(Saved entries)
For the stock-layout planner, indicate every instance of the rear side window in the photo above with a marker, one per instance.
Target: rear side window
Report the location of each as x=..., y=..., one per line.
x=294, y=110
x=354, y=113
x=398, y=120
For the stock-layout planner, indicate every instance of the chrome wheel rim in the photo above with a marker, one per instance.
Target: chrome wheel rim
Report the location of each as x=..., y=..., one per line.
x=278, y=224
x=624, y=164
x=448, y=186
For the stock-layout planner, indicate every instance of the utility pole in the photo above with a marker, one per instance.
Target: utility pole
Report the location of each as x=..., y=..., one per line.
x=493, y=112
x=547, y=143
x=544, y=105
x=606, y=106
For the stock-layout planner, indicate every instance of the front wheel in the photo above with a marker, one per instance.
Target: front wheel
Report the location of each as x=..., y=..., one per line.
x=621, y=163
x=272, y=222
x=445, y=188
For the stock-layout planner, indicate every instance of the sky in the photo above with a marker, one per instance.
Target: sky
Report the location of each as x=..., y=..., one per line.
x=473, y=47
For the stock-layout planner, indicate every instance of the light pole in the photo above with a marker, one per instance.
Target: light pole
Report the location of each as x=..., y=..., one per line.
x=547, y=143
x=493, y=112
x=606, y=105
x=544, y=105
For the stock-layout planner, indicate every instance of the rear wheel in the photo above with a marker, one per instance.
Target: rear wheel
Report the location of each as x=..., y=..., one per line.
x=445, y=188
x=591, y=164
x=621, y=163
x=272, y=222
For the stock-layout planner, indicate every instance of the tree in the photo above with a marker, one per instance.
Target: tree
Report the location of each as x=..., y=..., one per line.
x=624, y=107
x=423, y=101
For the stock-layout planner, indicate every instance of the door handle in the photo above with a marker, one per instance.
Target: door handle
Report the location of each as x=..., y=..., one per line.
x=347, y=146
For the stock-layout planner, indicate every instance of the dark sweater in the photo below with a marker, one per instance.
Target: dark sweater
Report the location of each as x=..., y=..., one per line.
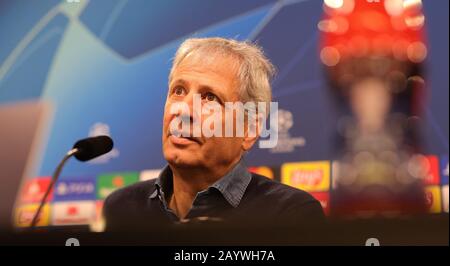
x=142, y=206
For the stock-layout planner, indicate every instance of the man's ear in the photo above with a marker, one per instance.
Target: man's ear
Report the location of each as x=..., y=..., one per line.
x=252, y=132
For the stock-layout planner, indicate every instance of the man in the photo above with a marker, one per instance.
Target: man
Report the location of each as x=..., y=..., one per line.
x=206, y=176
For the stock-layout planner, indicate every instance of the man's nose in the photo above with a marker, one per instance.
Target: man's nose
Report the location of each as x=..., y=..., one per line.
x=193, y=105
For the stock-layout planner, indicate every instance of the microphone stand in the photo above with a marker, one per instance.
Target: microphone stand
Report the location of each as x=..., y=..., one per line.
x=55, y=177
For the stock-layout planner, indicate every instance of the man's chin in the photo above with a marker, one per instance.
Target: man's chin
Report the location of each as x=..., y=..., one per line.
x=180, y=159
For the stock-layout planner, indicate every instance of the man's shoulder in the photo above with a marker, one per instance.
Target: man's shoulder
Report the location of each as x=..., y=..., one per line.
x=292, y=204
x=131, y=194
x=273, y=191
x=276, y=189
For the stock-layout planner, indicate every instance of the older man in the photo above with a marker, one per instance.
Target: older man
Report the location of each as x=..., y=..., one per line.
x=206, y=176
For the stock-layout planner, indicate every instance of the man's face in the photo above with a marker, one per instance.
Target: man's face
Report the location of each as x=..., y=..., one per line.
x=213, y=81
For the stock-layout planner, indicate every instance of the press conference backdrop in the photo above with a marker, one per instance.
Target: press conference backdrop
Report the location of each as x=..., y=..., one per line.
x=104, y=65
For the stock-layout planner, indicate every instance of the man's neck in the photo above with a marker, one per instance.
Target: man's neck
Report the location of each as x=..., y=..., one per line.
x=187, y=182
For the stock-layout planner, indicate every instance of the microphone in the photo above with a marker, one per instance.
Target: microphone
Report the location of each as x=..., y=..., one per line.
x=83, y=150
x=92, y=147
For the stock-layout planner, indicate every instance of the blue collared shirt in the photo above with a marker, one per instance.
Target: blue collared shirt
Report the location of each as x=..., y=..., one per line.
x=227, y=192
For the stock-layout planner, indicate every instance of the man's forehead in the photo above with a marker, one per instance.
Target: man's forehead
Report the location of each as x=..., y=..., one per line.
x=216, y=62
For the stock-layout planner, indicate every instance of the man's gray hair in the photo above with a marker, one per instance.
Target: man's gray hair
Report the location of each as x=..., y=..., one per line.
x=255, y=71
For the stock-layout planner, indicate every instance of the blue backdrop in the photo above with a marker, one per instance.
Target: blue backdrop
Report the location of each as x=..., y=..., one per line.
x=104, y=64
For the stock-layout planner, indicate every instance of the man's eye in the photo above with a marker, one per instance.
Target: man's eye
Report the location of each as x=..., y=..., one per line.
x=178, y=91
x=211, y=97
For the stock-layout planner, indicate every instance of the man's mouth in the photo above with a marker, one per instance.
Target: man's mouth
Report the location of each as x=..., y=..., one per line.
x=179, y=139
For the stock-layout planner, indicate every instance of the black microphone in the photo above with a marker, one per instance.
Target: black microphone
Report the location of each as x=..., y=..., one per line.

§ Exercise requirements: Repeat each entry exactly as it appears; skip any picture.

§ Result of this exercise:
For the stock-layout planner, indicate every instance of the rear side window in the photo above with a marker, one per instance.
Target: rear side window
Report the location of each as x=..., y=..., one per line.
x=294, y=110
x=354, y=113
x=398, y=120
For the stock-layout planner, indicate every instance of the chrome wheel rim in the photo above with a marker, one per instance.
Target: chrome wheel rim
Report the location of each as x=..., y=..., one per line.
x=278, y=224
x=624, y=164
x=448, y=186
For the stock-layout planner, indicate every instance of the utility pole in the photo above with a marker, one per instance.
Target: utility pole
Report the location of each as x=..., y=..., one per line.
x=493, y=112
x=547, y=143
x=544, y=105
x=606, y=106
For the stock-layout planner, indicate every instance of the front wheel in the photo above with a marker, one per instance.
Target: front wheel
Report the location of each as x=..., y=..., one per line.
x=621, y=163
x=272, y=222
x=445, y=188
For the stock-layout planner, indicate every instance of the sky in the photo above with a marker, one per instance.
Target: sky
Report the location of each as x=..., y=..., one per line.
x=473, y=47
For the stock-layout planner, indicate every instance of the light pole in the photo above with a marker, one per instance.
Target: light pole
Report the location of each as x=..., y=..., one per line.
x=547, y=143
x=493, y=112
x=606, y=105
x=544, y=105
For the stock-layout planner, indicate every instance of the rear wheel in the photo above with a marker, one per instance.
Target: rear wheel
Report the location of each as x=..., y=..., one per line.
x=445, y=188
x=591, y=164
x=621, y=163
x=272, y=222
For the stock-layout planner, indicate every instance of the tree in the photo above with a marker, one per instance.
Target: tree
Report the location of each as x=..., y=..., one per line.
x=624, y=107
x=423, y=101
For the stock-layout planner, indicate every instance of the door handle in the photo above with a marker, one per instance.
Target: door handle
Report the location of each as x=..., y=..., one per line.
x=347, y=146
For the stock-layout planner, indicate every instance of the dark sweater in the photo below with a marker, one per instance.
Target: dark sweater
Report the location of each as x=..., y=..., one per line.
x=142, y=206
For the stock-layout planner, indicate every instance of the man's ear in the photo above with a marker, one per instance.
Target: man's ear
Report the location of each as x=..., y=..., one per line.
x=252, y=132
For the stock-layout planner, indicate every instance of the man in the photo above with a marker, one per instance.
Target: man
Report the location of each as x=..., y=..., one per line.
x=206, y=176
For the stock-layout planner, indicate every instance of the man's nose in the photo above with a marker, one per instance.
Target: man's nose
Report the location of each as x=..., y=..., one per line.
x=193, y=105
For the stock-layout planner, indicate every instance of the microphone stand in the photo above with a marker, one per instance.
Target: microphone stand
Report the location of each as x=..., y=..., one per line.
x=55, y=177
For the stock-layout planner, indicate every instance of the man's chin in the photo above with a marker, one per instance.
Target: man's chin
Report the location of each as x=..., y=..., one per line.
x=180, y=159
For the stock-layout planner, indicate every instance of the man's shoulder in the photo above with a marker, one per instance.
Target: man's shoulder
Report the location of each as x=..., y=..., one per line.
x=292, y=204
x=131, y=194
x=273, y=191
x=276, y=189
For the stock-layout planner, indicate every instance of the older man in the photo above with a marker, one per instance.
Target: older man
Report the location of each as x=..., y=..., one per line.
x=206, y=176
For the stock-layout planner, indicate every instance of the man's face in the photo above with a marker, one per instance.
Target: man's face
Report the location of each as x=..., y=..., one per line.
x=213, y=81
For the stock-layout planner, indicate every instance of the press conference backdrop in the photo above with a marker, one per instance.
Target: press conference backdrop
Report the location of each as x=..., y=..., one per line.
x=104, y=65
For the stock-layout planner, indicate every instance of the man's neck in the photo above with a marker, one per instance.
Target: man's neck
Report the location of each as x=..., y=..., one per line.
x=187, y=182
For the stock-layout planner, indicate every instance of the microphone in the photo above with a marker, one per instance.
Target: microphone
Report the location of each as x=..., y=..., one per line.
x=83, y=150
x=92, y=147
For the stock-layout planner, indicate every instance of the blue collared shirt in the photo above with a marker, one per instance.
Target: blue collared shirt
Report the location of each as x=..., y=..., one per line.
x=227, y=192
For the stock-layout planner, indicate every instance of the man's forehead in the photo above with a marker, one per instance.
Target: man's forehead
Report the location of each as x=..., y=..., one per line.
x=216, y=62
For the stock-layout planner, indicate every instance of the man's gray hair in the photo above with a marker, one per instance.
Target: man's gray hair
Report the location of each as x=..., y=..., one per line.
x=255, y=71
For the stock-layout planner, indicate every instance of the blue backdrop in the photo above with a marker, one per instance.
Target: blue backdrop
Report the location of each as x=..., y=..., one per line.
x=104, y=64
For the stock-layout planner, indicate every instance of the man's eye in the photo above with a marker, one per instance.
Target: man's eye
Report the location of each as x=..., y=..., one per line.
x=178, y=91
x=211, y=97
For the stock-layout planner, indicate every instance of the man's mouth in the photo above with a marker, one per instance.
Target: man's mouth
Report the location of each as x=..., y=..., one per line.
x=179, y=139
For the stock-layout planner, indicate every instance of the black microphone in the photo above with a marker, one per instance.
Target: black microphone
Report the location of each as x=..., y=..., one per line.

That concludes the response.